(Task item):
Pick up the personal account below of losing everything in a fire and continue it after its final sentence.

(Quoted passage):
[Start of section]
The fire had started at our neighbours’, and then to our building. After hours of fighting a fire that ended up consuming three houses, they finally had to bulldoze the building to the ground. I lost everything.
In many ways I was lucky: I had a place to stay, I had a couple days’ worth of clothes as well as my laptop and charger from spending the weekdays at Alyssa’s. The university gave me a quick emergency grant and so I was able to buy some more clothing and replace the school books I had lost.
I had tenant insurance which helped me get a new apartment. In the meantime I had to make an inventory of everything that I had lost along with its approximate value.
Imagine that for a moment; losing everything. Imagine all the sentimental items you have, the photographs, your favourite book. There are things that can never be replaced that are gone forever. Just a few months earlier, my parents had taken the family to Poland to celebrate their 25 wedding anniversary. While there my aunt, who is an artist, gave me one of her paintings. I dragged it with us across Europe and back home. It hung on my wall for such a short time before it was lost forever. On the same trip my parents showed that they were becoming more accepting of my career as a writer by giving me a quill set. I had never even had the chance to use them.
I lost books that I had had autographed by favourite authors. Each of those had a story that went with it, like how I got to see Margaret Atwood talk about starting the Writer’s Union on someone’s front lawn. She said such nice things to me when we spoke and she signed my book. Or like Charles De Lint, who when my ex told him that I was a big fan brought a signed copy of his limited edition Yellow Dog. Those are keepsakes that cannot easily be replaced.
[End of section]
Image-grounded pointing data:
[Start of section]
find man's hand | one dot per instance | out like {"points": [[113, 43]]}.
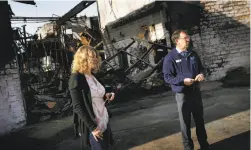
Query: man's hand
{"points": [[110, 96], [188, 81], [199, 77]]}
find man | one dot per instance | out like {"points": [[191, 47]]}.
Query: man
{"points": [[183, 70]]}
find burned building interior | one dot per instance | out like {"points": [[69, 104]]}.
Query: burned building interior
{"points": [[44, 59], [132, 49]]}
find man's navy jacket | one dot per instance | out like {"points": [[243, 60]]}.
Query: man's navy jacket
{"points": [[177, 67]]}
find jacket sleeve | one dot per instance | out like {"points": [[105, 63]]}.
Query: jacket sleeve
{"points": [[170, 75], [79, 105]]}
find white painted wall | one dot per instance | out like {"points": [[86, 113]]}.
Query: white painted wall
{"points": [[12, 111], [110, 10]]}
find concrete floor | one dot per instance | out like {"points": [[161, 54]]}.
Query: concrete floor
{"points": [[151, 123]]}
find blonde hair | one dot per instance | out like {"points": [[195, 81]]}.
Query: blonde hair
{"points": [[86, 60]]}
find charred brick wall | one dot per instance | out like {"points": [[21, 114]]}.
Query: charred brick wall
{"points": [[223, 36]]}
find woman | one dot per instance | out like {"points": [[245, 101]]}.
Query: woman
{"points": [[91, 117]]}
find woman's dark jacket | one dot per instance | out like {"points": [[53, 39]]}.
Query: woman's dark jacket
{"points": [[83, 115]]}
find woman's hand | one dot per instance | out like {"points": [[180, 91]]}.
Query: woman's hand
{"points": [[97, 134], [110, 96]]}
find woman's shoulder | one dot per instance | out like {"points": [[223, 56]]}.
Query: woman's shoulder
{"points": [[74, 80]]}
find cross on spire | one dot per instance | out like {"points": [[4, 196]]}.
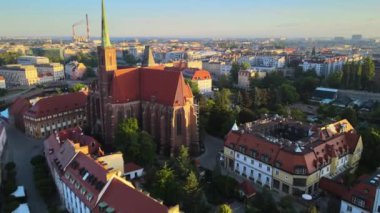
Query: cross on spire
{"points": [[105, 35]]}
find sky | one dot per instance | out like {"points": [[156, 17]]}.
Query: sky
{"points": [[194, 18]]}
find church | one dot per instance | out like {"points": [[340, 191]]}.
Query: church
{"points": [[158, 97]]}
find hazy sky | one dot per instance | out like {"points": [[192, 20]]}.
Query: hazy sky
{"points": [[194, 18]]}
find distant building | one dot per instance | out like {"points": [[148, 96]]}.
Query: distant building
{"points": [[75, 70], [174, 56], [19, 75], [56, 113], [53, 69], [32, 60], [201, 78], [88, 181], [290, 156], [2, 82], [217, 68], [362, 197], [245, 77]]}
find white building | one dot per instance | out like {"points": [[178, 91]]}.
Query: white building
{"points": [[19, 75], [32, 60]]}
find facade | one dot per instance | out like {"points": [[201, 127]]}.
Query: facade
{"points": [[86, 179], [363, 197], [75, 70], [160, 99], [19, 75], [2, 82], [245, 77], [201, 78], [217, 68], [54, 69], [3, 140], [56, 113], [289, 156], [32, 60]]}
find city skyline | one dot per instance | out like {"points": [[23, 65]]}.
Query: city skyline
{"points": [[194, 18]]}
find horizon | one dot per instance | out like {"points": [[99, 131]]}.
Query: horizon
{"points": [[211, 19]]}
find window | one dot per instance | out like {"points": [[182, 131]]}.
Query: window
{"points": [[179, 124]]}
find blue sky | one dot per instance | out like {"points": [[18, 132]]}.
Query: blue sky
{"points": [[194, 18]]}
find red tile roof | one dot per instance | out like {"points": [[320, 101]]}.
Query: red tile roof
{"points": [[201, 75], [130, 167], [58, 104], [124, 198], [150, 84]]}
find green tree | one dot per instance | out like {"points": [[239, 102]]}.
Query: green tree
{"points": [[224, 208], [191, 185], [288, 93], [166, 186], [368, 71]]}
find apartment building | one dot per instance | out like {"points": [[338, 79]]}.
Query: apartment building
{"points": [[89, 181], [19, 75], [290, 156], [56, 113], [362, 197]]}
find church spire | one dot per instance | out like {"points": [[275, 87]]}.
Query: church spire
{"points": [[105, 35]]}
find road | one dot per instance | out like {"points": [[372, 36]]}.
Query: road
{"points": [[20, 149]]}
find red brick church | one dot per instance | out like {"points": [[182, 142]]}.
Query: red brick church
{"points": [[160, 99]]}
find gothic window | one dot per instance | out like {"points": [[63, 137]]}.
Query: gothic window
{"points": [[179, 123]]}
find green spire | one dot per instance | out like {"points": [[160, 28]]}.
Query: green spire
{"points": [[105, 36]]}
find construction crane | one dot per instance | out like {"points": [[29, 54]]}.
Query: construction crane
{"points": [[78, 39]]}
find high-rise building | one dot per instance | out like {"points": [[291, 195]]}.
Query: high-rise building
{"points": [[160, 99]]}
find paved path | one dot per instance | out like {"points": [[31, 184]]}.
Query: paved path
{"points": [[212, 147], [20, 149]]}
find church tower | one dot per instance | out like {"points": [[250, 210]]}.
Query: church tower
{"points": [[107, 66]]}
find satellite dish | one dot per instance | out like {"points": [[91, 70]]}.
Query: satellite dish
{"points": [[307, 197]]}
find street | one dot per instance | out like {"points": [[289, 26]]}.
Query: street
{"points": [[20, 149]]}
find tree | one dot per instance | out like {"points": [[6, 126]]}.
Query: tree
{"points": [[191, 185], [78, 87], [351, 115], [166, 186], [368, 71], [224, 208]]}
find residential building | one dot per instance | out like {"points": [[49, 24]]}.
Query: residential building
{"points": [[290, 156], [54, 69], [201, 78], [86, 179], [217, 68], [75, 70], [17, 110], [2, 82], [362, 197], [32, 60], [133, 171], [3, 140], [245, 77], [56, 113], [19, 75], [160, 99]]}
[End of section]
(Answer to this exercise):
My yearbooks were all lost, as were the various awards I had won. Gone was the biology prize. Gone the various debating awards.
How do you put a price on all this?
In other ways however, I wasn’t lucky. Because of health related concerns and bureaucracy, I knew that in the next several months I would have to stop accepting aid for my parents. I had to save the majority of the check that eventually came in to pay for tuition for the next year. One doesn’t realize how much the various possession we accumulate over time add up until you suddenly have to replace them all at once. For years afterwards, even to this day, I have found myself missing some item, some tool, which I had had previously and been unable to replace.
A loss such as that, followed by years of poverty, can mean difficulty for a long time. Most of our furniture we found on dorm move out day, when people tossed the things they couldn’t bring with them. I don’t have a lot of clothing, and most of what I do have comes from Value Village.
The loss of my home sent me into a reawakening of my Crohn’s flares. Instead of getting better like I had been previously, I started getting worse again. I spiralled into depression which took me a long time to figure out. I absorbed the shock of the loss and became instantly numb, except that as time passed I couldn’t quite get feeling back. Numbness becomes oppressive after a while. You yearn desperately to feel again, but you almost can’t remember how. You laugh, but you don’t really feel joy. Tears fall from your eyes and you cannot stop them, but you don’t understand, because you don’t feel sad.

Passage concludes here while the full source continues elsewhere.